> _TEXTAUSZUG_
>>>

Bundes­ver­fas­sungs­gericht: Teile des Bundes­wahl­ge­setzes sind verfas­sungs­widrigSitzverteilung im Bundestag muss reformiert werden

Teile des Bundes­wahl­ge­setzes hat das Bundes­ver­fas­sungs­gericht für verfas­sungs­widrig erklärt und eine Neuregelung bis 2011 gefordert. Verfas­sungs­widrig ist das so genannte negative Stimmengewicht. Dieses kann einer Partei trotz zusätzlicher Zweitstimmen weniger Mandate bescheren. Dies verletze den Grundsatz der Wahlgleichheit und führe zu willkürlichen Ergebnissen. Der derzeitige Bundestag könne aber trotz dieses Wahlfehlers weiter fortbestehen, entschieden die Richter.

Der durch § 7 Abs. 3 Satz 2 in Verbindung mit § 6 Abs. 4 und 5 Bundes­wahl­gesetz bewirkte Effekt des negativen Stimmgewichts kann dazu führen, dass in bestimmten Konstellationen abgegebene Zweitstimmen für solche Parteien, die Überhangmandate in einem Land gewinnen, insofern negativ wirken, als diese Parteien in demselben oder einem anderen Land Mandate verlieren. Umgekehrt ist es auch möglich, dass die Nichtabgabe einer Wählerstimme der zu unterstützenden Partei dienlich ist.

<<<

> _AUFGABE 1_
Benenne in den Datensätzen zwischen der Zeile mit "Task: indicate the woman's face" und der Zeile mit "[[159, 259], [236, 100]]", beide eingeschlossen, "Sample point" in "Reference point" um. Gib nur diese Zeilen sonst unverändert wieder und lass dabei die Bilder weg.

> _DATENSÄTZE ZUR AUFGABE_
>>>

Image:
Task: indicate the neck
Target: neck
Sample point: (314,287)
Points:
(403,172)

<<<
>>>

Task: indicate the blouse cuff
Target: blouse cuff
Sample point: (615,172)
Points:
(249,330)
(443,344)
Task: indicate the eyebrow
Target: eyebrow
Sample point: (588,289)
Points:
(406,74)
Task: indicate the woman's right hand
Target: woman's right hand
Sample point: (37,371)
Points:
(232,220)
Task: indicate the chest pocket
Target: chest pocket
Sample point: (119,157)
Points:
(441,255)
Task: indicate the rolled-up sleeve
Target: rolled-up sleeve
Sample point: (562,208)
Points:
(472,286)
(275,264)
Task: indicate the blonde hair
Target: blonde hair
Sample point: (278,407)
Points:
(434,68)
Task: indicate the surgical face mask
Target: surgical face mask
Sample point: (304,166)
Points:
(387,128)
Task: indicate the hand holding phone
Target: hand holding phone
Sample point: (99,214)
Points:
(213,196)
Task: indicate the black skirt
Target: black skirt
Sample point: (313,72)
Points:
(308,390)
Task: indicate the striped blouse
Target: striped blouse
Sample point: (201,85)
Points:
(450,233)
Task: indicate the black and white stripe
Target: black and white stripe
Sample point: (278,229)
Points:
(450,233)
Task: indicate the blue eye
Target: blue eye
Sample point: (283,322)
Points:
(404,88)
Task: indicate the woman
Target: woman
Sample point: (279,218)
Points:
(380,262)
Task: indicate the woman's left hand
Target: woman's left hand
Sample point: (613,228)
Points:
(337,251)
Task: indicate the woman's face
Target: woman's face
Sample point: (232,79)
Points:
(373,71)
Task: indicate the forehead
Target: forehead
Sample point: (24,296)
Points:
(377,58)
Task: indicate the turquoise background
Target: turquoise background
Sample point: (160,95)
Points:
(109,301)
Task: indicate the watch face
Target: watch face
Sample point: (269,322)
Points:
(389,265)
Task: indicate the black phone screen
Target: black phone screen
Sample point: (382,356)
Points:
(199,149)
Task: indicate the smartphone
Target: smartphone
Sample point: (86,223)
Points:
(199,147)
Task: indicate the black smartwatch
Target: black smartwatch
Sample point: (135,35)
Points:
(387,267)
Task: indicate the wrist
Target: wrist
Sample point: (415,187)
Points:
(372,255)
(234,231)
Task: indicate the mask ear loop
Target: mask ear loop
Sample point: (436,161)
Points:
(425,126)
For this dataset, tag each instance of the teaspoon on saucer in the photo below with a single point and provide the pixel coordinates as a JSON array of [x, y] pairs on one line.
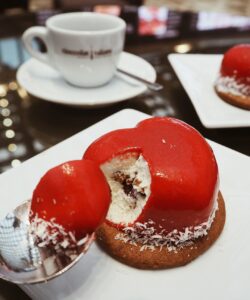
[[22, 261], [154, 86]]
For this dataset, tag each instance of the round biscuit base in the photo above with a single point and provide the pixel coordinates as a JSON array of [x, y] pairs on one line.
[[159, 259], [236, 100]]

<<<

> _AUFGABE 2_
Gib aus dem Textauszug zum Bundeswahlgesetz den Wortlaut zwischen "Bundes­ver­fas­sungs­gericht: Teile des" und "entschieden die Richter.", beides eingeschlossen, genau wieder.

> _LÖSUNG 1_
Task: indicate the woman's face
Target: woman's face
Reference point: (232,79)
Points:
(373,71)
Task: indicate the forehead
Target: forehead
Reference point: (24,296)
Points:
(377,58)
Task: indicate the turquoise background
Target: turquoise background
Reference point: (160,95)
Points:
(109,301)
Task: indicate the watch face
Target: watch face
Reference point: (269,322)
Points:
(389,265)
Task: indicate the black phone screen
Target: black phone screen
Reference point: (382,356)
Points:
(199,149)
Task: indicate the smartphone
Target: smartphone
Reference point: (86,223)
Points:
(199,147)
Task: indicate the black smartwatch
Target: black smartwatch
Reference point: (135,35)
Points:
(387,267)
Task: indicate the wrist
Target: wrist
Reference point: (415,187)
Points:
(372,255)
(234,231)
Task: indicate the mask ear loop
Target: mask ear loop
Reference point: (436,161)
Points:
(425,126)
For this dataset, tag each instance of the teaspoon on saucer in the photo below with a single point and provide the pixel coordinates as a JSON array of [x, y] pairs on one line.
[[22, 261], [154, 86]]
For this dataset, tag each instance of the round biscuit base in the photo above with a single point and provide the pixel coordinates as a JSON array of [x, y] pairs on one line.
[[159, 259], [236, 100]]

> _LÖSUNG 2_
Bundes­ver­fas­sungs­gericht: Teile des Bundes­wahl­ge­setzes sind verfas­sungs­widrigSitzverteilung im Bundestag muss reformiert werden

Teile des Bundes­wahl­ge­setzes hat das Bundes­ver­fas­sungs­gericht für verfas­sungs­widrig erklärt und eine Neuregelung bis 2011 gefordert. Verfas­sungs­widrig ist das so genannte negative Stimmengewicht. Dieses kann einer Partei trotz zusätzlicher Zweitstimmen weniger Mandate bescheren. Dies verletze den Grundsatz der Wahlgleichheit und führe zu willkürlichen Ergebnissen. Der derzeitige Bundestag könne aber trotz dieses Wahlfehlers weiter fortbestehen, entschieden die Richter.